[Direction] Your task is to output the entries below word for word.

╔══

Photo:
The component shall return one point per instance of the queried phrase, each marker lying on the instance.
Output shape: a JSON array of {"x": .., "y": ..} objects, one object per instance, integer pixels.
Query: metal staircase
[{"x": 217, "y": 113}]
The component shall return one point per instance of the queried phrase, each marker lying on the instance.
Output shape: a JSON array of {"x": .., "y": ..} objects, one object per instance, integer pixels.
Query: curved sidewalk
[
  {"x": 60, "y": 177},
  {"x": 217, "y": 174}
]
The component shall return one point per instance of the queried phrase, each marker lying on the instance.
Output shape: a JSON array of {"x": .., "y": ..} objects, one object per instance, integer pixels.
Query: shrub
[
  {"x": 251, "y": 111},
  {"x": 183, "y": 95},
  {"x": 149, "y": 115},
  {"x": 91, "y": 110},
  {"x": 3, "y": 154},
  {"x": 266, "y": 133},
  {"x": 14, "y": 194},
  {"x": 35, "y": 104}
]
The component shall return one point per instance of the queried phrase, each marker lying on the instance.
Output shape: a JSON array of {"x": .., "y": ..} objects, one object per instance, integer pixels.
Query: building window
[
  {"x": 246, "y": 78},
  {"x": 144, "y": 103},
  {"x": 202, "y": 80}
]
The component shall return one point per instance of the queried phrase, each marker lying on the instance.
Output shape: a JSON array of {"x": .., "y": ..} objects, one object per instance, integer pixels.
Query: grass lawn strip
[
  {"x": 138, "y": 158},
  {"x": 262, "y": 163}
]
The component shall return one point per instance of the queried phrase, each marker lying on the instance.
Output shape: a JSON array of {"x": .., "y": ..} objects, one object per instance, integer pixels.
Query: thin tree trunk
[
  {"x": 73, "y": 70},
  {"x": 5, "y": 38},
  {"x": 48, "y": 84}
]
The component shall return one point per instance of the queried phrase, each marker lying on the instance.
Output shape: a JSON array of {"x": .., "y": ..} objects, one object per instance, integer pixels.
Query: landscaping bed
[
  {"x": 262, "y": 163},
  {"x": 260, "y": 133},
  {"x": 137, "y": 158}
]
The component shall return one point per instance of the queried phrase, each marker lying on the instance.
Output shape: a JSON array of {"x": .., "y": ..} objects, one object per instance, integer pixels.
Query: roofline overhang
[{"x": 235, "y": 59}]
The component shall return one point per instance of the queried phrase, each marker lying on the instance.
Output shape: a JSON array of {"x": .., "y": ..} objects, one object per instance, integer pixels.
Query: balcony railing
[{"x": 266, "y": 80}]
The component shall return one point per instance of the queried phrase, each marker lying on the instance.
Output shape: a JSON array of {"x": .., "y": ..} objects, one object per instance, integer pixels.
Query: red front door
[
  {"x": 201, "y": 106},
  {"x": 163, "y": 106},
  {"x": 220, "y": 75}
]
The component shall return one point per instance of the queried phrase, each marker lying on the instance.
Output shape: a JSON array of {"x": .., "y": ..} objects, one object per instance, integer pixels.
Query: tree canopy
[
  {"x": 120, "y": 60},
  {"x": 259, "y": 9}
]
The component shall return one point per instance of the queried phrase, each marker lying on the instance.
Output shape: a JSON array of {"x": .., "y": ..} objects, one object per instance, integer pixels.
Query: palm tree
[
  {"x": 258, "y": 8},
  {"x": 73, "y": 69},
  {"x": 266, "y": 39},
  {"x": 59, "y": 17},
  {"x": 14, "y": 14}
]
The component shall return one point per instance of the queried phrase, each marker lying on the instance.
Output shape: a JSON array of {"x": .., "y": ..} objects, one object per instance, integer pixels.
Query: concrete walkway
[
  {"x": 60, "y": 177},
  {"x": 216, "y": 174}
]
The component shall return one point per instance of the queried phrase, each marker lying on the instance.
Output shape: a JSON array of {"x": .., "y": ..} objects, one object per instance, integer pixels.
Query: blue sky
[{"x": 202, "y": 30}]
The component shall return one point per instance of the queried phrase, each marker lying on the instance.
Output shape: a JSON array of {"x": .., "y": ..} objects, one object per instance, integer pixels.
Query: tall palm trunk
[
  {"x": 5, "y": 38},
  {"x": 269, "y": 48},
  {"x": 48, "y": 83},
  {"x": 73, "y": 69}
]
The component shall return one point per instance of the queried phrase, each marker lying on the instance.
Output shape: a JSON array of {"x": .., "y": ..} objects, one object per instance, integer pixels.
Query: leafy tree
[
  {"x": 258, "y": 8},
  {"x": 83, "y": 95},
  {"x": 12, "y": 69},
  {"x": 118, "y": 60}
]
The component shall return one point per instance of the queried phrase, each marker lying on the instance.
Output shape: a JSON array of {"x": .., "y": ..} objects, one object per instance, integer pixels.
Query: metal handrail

╚══

[Solution for this exercise]
Photo:
The component shall return one point per instance of the queried phrase, each marker lying on the instance.
Output shape: a JSON array of {"x": .., "y": ..} objects, one object per instance, integer pixels.
Query: metal staircase
[{"x": 217, "y": 113}]
The component shall return one point per instance of the queried phrase, each marker lying on the instance.
Output shape: a JSON array of {"x": .., "y": ..} objects, one object per instance, integer pixels.
Query: curved sidewalk
[
  {"x": 60, "y": 177},
  {"x": 217, "y": 174}
]
The component shall return one point per instance of the queried phrase, each marker lying on the instance.
Output shape: a JSON array of {"x": .., "y": ..} objects, one object per instance, integer pixels.
Query: shrub
[
  {"x": 251, "y": 111},
  {"x": 183, "y": 95},
  {"x": 149, "y": 115},
  {"x": 91, "y": 110},
  {"x": 3, "y": 154},
  {"x": 266, "y": 133},
  {"x": 14, "y": 194},
  {"x": 35, "y": 104}
]
The component shall return one point per instance of the queried phrase, each marker lying on the instance.
Output shape: a JSON array of {"x": .., "y": ..} objects, one object per instance, integer pixels.
Query: building window
[
  {"x": 246, "y": 78},
  {"x": 144, "y": 103},
  {"x": 202, "y": 80}
]
The component shall return one point per instance of the queried phrase, each marker lying on the instance.
Output shape: a JSON array of {"x": .., "y": ..} objects, one object per instance, integer pixels.
Query: grass lawn strip
[
  {"x": 138, "y": 158},
  {"x": 262, "y": 163}
]
The component shall return one point per instance of the queried phrase, each marker lying on the instance.
Output shape: a JSON array of {"x": .., "y": ..} objects, one object per instance, integer pixels.
Query: thin tree trunk
[
  {"x": 73, "y": 70},
  {"x": 5, "y": 38},
  {"x": 48, "y": 84}
]
The component shall return one point per instance of the queried phrase, each marker lying on the instance.
Output shape: a JSON array of {"x": .., "y": ..} objects, one object per instance, integer pixels.
Query: landscaping bed
[
  {"x": 262, "y": 163},
  {"x": 260, "y": 133},
  {"x": 137, "y": 158}
]
The component shall return one point per instance of the queried phrase, each marker lying on the instance.
Output shape: a JSON array of {"x": .., "y": ..} objects, one object per instance, integer pixels.
Query: roofline overhang
[{"x": 235, "y": 59}]
The component shall return one point per instance of the queried phrase, each marker lying on the instance.
Output shape: a JSON array of {"x": .., "y": ..} objects, one object per instance, integer pixels.
Query: balcony railing
[{"x": 266, "y": 80}]
The component shall return one point per instance of the queried phrase, each marker lying on the instance.
Output shape: a JSON array of {"x": .., "y": ..} objects, one object per instance, integer pixels.
Query: red front door
[
  {"x": 201, "y": 106},
  {"x": 163, "y": 106},
  {"x": 220, "y": 75}
]
The component shall return one point per instance of the queried phrase, each marker lying on the instance.
Output shape: a JSON array of {"x": .., "y": ..} objects, one object per instance, integer pixels.
Query: tree canopy
[
  {"x": 120, "y": 60},
  {"x": 259, "y": 9}
]
The component shall return one point per instance of the queried phrase, each marker lying on the instance.
Output shape: a JSON array of {"x": .., "y": ..} objects, one object per instance, integer pixels.
Query: palm tree
[
  {"x": 258, "y": 8},
  {"x": 73, "y": 69},
  {"x": 266, "y": 39},
  {"x": 59, "y": 17},
  {"x": 14, "y": 14}
]
The component shall return one point per instance of the queried phrase, each marker lying on the instance.
Output shape: a JSON array of {"x": .., "y": ..} objects, one object per instance, integer pixels.
Query: concrete walkway
[
  {"x": 60, "y": 177},
  {"x": 216, "y": 174}
]
The component shall return one point per instance of the queried phrase, each marker lying on the instance.
Output shape: a JSON array of {"x": .., "y": ..} objects, one object per instance, integer pixels.
Query: blue sky
[{"x": 202, "y": 30}]
The component shall return one point per instance of the queried phrase, each marker lying on the instance.
Output shape: a JSON array of {"x": .., "y": ..} objects, one object per instance, integer pixels.
Query: tall palm trunk
[
  {"x": 5, "y": 38},
  {"x": 269, "y": 48},
  {"x": 48, "y": 83},
  {"x": 73, "y": 69}
]
The component shall return one point per instance of the queried phrase, each marker lying on the instance.
Output shape: a JSON array of {"x": .., "y": ..} objects, one object per instance, integer pixels.
Query: leafy tree
[
  {"x": 258, "y": 8},
  {"x": 83, "y": 95},
  {"x": 12, "y": 69},
  {"x": 118, "y": 60}
]
The component shall return one point per instance of the queried phrase, each marker lying on the instance.
Output shape: a JSON array of {"x": .., "y": ..} objects, one object per instance, integer pixels.
Query: metal handrail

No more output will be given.